[What is expected]:
From the entries provided below, copy each line that contains the word "light".

[Point-per-instance localization data]
- Opening Delimiter -

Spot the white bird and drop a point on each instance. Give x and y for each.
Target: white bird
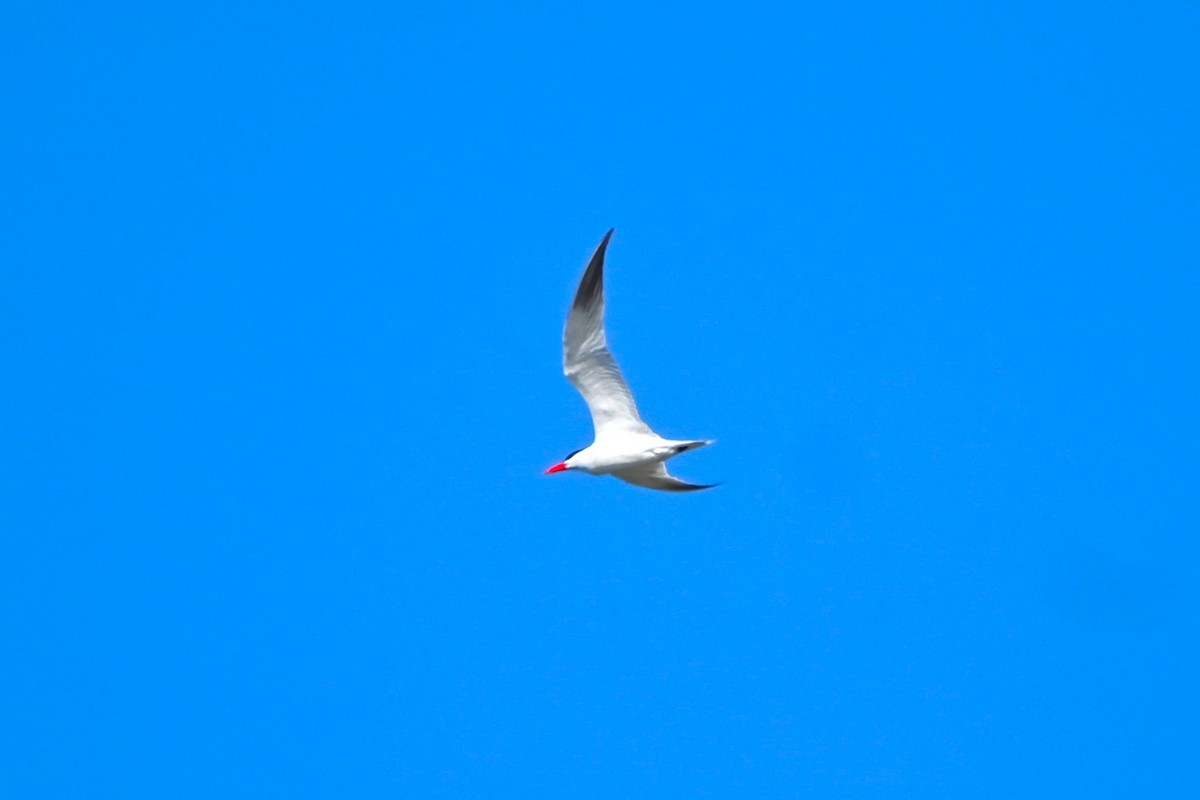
(624, 445)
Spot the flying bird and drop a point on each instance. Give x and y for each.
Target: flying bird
(624, 445)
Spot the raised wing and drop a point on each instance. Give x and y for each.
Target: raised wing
(655, 476)
(587, 361)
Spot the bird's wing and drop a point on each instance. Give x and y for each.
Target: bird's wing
(655, 476)
(587, 361)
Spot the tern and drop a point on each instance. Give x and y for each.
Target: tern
(624, 445)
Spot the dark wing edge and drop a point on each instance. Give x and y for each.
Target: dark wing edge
(591, 290)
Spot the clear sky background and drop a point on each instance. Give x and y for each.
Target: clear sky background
(280, 317)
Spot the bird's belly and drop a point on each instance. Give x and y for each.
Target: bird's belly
(611, 459)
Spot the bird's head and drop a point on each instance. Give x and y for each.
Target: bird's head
(567, 463)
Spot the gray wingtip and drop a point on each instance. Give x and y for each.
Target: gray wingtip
(592, 283)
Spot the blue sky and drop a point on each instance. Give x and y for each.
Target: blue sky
(280, 322)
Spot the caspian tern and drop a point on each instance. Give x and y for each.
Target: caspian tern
(624, 445)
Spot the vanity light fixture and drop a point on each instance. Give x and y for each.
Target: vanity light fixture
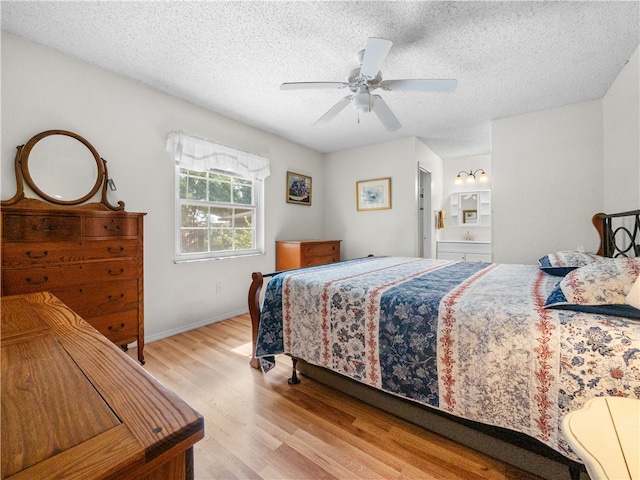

- Closing Delimiter -

[Reply]:
Spot the vanity light fixture and drop a point on each instance. Give x and y for each.
Target: vanity light fixture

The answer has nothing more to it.